(任务 1)
请把下面数据集条目里的几行原样照抄一遍：从条目开头起，一直到含有“pixel 165 158”的那一行，两头都算在内。答案里不要放图片。

用 $1\times 2$ 或者 $2 \times 2$ 挖去一格的 L 形来覆盖 $n \times m$ 的地板。$n, m \leq 9$。

Sol

做法很显然,但是 $dfs$ 复杂度算起来很有意思。
一种可以考虑的计算复杂度的方式是,考虑 DP 中满足一行的话,我们有三种方法满足这一行的两格,三种方法是满足这一行的一格,那么如果我们不考虑下一行的不可行,这一行的方案是 $f$,有 $$ fn = 3f{n – 1} + 3f_{n – 2} $$ 而事实上复杂度远低于这个,因为还有另一行的限制,这样的话我们最多进 $3 ^ n$ 次 $dfs$。
我们还可以考虑用轮廓线来算,这样的话也是 $3 ^ n$ 的。

#include <bits/stdc++.h>
using namespace std;
#define N 10
int n, m, X;
int c[1 << (2 * N)];

void dfs(int x, int y, int z) {
    if (x == X) {
        c[z << n ^ y]++;
        return;
    }
    for (int i = 0; i < n; i++) if (!(x >> i & 1)){
        if (i < n - 1) {
            if (!(x >> (i + 1) & 1)) {
                dfs(x ^ 3 << i, y, z);
                if (!(y >> i & 1)) dfs(x ^ 3 << i, y ^ 1 << i, z);
                if (!(y >> (i + 1) & 1)) dfs(x ^ 3 << i, y ^ 2 << i, z);
            }
            if (!(y & 3 << i)) dfs(x ^ 1 << i, y ^ 3 << i, z);
        }
        if (i > 0 && !(y & 3 << (i - 1))) dfs(x ^ 1 << i, y ^ 3 << (i - 1), z);
        if (!(y & 1 << i)) dfs(x ^ 1 << i, y ^ 1 << i, z);
        return;
    }
}
typedef long long LL;
LL dp[N][1 << N];

int main() {
    scanf("%d%d", &n, &m);
    X = (1 << n) - 1;
    for (int i = 0; i <= X; i++) dfs(i, 0, i);
    dp[0][0] = 1;
    for (int i = 0; i < m; i++) {
        for (int j = 0; j <= X; j++) if (dp[i][j]) {
            int o = j << n;   
            for (int k = 0; k <= X; k++) {
                dp[i + 1][k] += dp[i][j] * c[o ^ k];
            }
        }
    }
    printf("%lld\n", dp[m][0]);
}

132. Another Chocolate Maniac

放尽量少的骨牌使得已有坏点的 $m \times n $ 网格图不能再放骨牌。

(任务 2)
铺地板那段题解的代码里，在 main 函数外面声明了哪些全局变量？请全部列出来。

[数据集条目]
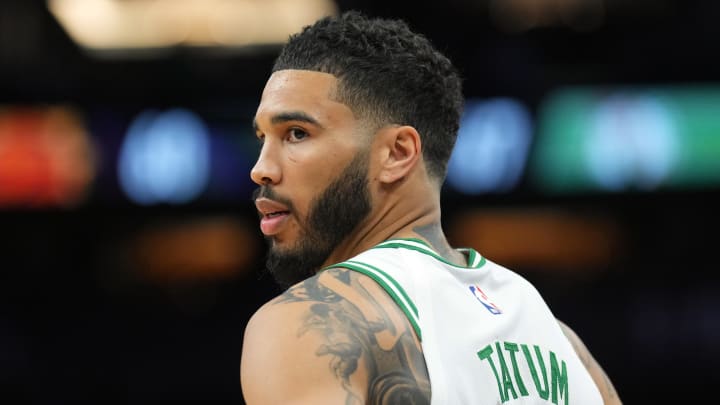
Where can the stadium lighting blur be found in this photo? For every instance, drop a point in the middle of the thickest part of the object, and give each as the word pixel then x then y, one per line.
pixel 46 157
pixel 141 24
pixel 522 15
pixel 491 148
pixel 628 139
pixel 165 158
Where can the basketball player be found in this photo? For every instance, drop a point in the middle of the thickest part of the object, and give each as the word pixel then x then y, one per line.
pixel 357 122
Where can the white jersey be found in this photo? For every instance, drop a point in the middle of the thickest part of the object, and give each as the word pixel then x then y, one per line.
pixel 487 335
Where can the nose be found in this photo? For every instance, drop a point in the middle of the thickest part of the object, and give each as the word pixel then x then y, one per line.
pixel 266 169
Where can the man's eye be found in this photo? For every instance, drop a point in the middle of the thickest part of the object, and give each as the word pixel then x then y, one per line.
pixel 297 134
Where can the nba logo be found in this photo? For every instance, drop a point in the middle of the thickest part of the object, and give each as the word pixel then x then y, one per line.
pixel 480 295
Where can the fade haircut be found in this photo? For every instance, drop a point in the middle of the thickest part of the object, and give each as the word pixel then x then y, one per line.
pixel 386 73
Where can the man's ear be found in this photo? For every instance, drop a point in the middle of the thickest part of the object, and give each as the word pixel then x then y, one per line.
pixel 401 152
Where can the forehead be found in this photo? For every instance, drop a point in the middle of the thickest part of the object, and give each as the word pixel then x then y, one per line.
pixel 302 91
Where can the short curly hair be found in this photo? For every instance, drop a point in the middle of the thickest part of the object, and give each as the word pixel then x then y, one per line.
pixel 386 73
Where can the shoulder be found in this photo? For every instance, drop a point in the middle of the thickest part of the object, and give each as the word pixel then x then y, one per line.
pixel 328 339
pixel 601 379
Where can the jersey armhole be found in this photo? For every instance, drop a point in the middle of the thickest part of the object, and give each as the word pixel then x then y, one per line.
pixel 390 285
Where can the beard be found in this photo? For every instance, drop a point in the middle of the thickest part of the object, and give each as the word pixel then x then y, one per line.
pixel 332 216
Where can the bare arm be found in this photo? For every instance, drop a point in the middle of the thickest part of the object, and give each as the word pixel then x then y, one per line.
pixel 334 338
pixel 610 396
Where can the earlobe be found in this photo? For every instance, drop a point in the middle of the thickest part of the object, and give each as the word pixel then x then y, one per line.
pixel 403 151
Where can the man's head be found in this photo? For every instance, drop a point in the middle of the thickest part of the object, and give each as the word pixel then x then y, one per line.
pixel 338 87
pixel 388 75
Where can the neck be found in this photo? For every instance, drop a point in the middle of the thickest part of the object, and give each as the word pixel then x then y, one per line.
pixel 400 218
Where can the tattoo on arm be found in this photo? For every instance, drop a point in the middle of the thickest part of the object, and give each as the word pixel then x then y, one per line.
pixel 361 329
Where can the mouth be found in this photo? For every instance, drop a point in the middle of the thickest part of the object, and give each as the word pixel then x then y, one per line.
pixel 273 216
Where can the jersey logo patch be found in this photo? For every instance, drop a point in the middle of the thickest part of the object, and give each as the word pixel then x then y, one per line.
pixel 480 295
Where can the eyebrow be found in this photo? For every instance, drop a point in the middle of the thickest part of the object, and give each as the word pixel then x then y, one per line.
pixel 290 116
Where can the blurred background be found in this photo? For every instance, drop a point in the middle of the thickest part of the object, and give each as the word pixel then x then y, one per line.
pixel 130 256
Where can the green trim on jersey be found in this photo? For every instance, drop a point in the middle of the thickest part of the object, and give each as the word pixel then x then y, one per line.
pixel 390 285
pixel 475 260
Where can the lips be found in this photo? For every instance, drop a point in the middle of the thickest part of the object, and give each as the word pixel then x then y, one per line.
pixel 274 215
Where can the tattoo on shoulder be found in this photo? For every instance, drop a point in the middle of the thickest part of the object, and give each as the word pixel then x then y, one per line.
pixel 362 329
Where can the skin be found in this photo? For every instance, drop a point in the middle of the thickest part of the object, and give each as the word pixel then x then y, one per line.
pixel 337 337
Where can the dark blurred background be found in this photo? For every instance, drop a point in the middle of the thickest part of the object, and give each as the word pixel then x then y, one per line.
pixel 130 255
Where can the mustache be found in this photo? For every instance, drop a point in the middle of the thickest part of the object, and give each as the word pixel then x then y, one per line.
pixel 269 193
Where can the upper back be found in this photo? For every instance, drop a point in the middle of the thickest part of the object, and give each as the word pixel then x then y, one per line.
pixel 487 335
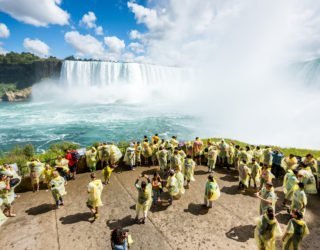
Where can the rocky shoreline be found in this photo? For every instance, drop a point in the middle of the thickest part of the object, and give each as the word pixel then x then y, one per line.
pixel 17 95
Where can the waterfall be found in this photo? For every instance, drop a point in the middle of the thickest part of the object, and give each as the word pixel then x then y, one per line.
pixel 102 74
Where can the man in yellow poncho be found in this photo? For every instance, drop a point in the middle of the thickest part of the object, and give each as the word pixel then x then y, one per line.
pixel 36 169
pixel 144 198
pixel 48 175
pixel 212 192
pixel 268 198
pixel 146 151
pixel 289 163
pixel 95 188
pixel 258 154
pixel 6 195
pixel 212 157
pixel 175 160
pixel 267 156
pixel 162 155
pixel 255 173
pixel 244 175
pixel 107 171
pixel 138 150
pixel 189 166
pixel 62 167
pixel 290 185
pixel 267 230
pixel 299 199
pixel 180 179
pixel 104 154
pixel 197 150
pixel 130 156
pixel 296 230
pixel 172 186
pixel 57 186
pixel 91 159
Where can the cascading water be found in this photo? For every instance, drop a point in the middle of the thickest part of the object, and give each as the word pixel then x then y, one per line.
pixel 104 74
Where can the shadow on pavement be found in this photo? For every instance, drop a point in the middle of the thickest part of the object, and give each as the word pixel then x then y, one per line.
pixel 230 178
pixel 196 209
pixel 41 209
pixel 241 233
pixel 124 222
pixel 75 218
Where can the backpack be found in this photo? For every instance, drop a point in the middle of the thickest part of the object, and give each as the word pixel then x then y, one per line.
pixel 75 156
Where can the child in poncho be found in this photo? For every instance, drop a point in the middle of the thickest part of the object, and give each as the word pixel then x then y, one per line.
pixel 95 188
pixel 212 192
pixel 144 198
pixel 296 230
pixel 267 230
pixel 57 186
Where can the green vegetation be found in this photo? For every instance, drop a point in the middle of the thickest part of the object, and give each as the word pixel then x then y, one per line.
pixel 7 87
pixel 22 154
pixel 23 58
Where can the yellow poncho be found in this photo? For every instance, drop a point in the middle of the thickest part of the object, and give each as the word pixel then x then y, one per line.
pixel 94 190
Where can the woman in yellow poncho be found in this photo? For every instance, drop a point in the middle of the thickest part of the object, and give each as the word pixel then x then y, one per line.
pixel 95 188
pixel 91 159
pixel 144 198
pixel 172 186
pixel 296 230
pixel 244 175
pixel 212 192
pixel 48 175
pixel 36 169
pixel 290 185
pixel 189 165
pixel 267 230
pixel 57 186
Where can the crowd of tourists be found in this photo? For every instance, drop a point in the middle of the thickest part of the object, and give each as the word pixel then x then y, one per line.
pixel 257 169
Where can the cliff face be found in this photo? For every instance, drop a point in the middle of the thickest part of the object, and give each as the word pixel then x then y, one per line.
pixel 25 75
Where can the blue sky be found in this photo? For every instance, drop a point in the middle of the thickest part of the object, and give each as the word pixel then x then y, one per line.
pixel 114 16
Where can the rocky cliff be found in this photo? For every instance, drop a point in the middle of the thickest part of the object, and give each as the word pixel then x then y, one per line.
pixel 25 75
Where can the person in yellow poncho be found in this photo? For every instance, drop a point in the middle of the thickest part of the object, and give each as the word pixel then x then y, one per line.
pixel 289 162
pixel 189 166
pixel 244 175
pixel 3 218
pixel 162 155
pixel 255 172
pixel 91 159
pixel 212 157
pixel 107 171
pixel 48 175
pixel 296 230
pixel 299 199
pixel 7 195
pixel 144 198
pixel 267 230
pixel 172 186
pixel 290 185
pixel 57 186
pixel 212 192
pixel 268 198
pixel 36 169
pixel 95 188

(答案 1)
Where can the stadium lighting blur be found in this photo? For every instance, drop a point in the middle of the thickest part of the object, and give each as the word pixel then x then y, one per line.
pixel 46 157
pixel 141 24
pixel 522 15
pixel 491 148
pixel 628 139
pixel 165 158

(答案 2)
n、m、X、c、dp